• Exercise brief: Of the lines in the listing below, count those containing "window". Provide the count and nothing else.

• Available data:
# # #
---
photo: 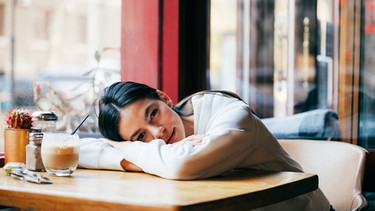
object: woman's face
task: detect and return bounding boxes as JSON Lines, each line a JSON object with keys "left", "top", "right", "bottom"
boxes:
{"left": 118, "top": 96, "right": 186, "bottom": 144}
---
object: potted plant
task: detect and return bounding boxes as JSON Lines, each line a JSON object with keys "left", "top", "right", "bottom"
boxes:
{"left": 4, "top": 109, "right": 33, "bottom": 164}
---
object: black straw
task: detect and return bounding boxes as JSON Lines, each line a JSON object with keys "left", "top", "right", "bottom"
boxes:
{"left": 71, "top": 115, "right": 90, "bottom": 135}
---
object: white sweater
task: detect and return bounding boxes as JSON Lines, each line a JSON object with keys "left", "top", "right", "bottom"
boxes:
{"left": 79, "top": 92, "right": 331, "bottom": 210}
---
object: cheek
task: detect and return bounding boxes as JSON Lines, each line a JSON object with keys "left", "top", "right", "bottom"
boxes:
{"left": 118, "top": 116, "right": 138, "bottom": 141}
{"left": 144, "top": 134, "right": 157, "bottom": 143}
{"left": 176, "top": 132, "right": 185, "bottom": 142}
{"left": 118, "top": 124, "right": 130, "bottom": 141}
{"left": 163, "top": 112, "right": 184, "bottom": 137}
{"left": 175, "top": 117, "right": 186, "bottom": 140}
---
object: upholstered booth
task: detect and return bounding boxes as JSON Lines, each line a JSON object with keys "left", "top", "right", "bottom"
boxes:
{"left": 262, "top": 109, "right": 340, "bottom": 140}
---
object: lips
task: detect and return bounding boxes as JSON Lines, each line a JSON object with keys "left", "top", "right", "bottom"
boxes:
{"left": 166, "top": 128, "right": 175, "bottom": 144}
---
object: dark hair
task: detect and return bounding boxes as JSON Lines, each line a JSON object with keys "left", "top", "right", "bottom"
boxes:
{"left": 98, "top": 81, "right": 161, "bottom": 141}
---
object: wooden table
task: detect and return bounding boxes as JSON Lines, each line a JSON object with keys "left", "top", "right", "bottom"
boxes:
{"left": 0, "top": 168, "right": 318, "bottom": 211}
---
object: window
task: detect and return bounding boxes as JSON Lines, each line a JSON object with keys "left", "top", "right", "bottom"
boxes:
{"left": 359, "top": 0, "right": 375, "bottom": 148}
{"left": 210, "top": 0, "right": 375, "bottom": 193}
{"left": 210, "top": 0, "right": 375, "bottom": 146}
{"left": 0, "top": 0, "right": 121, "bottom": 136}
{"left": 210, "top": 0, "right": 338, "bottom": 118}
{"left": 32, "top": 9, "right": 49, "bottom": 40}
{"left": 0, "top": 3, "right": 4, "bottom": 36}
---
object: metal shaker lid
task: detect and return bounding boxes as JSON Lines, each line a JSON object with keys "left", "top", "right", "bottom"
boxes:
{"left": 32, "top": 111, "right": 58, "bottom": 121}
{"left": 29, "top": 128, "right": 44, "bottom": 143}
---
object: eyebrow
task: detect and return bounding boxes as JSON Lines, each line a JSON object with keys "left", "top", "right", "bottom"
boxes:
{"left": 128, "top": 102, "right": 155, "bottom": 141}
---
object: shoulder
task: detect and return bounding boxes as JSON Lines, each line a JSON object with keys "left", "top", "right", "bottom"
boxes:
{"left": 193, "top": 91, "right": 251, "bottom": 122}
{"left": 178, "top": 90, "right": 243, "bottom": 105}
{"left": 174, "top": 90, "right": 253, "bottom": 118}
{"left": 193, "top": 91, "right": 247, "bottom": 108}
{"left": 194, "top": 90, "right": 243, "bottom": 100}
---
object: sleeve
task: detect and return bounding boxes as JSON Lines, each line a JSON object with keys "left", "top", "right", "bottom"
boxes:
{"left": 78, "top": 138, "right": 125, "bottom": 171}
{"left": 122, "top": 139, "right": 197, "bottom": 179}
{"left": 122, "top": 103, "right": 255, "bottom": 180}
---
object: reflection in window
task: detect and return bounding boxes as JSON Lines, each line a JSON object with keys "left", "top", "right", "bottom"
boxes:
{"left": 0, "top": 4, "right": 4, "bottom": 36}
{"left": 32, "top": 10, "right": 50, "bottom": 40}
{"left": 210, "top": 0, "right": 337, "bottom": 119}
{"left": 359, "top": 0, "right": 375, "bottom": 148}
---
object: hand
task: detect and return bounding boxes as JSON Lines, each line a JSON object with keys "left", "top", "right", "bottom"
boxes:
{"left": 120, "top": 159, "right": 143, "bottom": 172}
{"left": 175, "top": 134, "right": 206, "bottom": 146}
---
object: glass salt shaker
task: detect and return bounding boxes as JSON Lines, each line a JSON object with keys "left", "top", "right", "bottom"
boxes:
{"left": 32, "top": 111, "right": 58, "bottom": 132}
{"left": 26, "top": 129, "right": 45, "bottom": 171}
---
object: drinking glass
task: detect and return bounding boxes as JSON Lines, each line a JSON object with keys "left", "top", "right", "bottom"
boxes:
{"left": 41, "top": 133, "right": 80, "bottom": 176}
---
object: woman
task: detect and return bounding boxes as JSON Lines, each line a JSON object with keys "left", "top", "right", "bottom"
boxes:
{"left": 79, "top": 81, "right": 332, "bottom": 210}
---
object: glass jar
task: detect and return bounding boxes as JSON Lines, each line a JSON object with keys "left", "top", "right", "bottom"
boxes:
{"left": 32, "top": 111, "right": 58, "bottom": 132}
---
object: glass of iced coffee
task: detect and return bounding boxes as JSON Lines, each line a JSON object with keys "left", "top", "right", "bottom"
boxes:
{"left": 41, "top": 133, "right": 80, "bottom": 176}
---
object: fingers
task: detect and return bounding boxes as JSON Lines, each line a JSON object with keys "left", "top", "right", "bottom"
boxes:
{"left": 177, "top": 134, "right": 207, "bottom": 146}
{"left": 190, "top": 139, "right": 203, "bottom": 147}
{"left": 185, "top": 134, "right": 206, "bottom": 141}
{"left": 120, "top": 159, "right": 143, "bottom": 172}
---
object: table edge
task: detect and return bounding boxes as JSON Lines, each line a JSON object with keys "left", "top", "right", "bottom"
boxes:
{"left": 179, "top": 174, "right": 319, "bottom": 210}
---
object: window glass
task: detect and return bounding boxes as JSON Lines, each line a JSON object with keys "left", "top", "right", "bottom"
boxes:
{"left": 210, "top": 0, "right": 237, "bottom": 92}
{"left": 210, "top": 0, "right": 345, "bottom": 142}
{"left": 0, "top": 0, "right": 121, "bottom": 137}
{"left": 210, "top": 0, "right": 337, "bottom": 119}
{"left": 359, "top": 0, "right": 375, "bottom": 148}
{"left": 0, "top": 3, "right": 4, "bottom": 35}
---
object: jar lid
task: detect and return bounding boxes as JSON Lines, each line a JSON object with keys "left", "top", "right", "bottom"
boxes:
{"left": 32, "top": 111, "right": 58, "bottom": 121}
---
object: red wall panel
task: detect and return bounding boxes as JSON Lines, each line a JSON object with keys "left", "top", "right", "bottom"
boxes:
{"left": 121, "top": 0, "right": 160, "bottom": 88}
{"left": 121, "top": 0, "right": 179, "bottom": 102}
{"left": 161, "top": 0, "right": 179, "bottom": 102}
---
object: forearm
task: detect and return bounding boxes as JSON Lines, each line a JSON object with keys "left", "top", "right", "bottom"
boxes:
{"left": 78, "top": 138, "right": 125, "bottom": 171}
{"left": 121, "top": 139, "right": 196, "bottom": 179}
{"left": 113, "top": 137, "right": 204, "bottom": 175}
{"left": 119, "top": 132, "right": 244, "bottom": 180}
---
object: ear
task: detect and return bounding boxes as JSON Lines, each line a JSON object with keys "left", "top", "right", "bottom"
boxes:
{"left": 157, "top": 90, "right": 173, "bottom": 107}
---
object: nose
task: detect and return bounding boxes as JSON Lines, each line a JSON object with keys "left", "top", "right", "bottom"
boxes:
# # #
• Response to this task: 3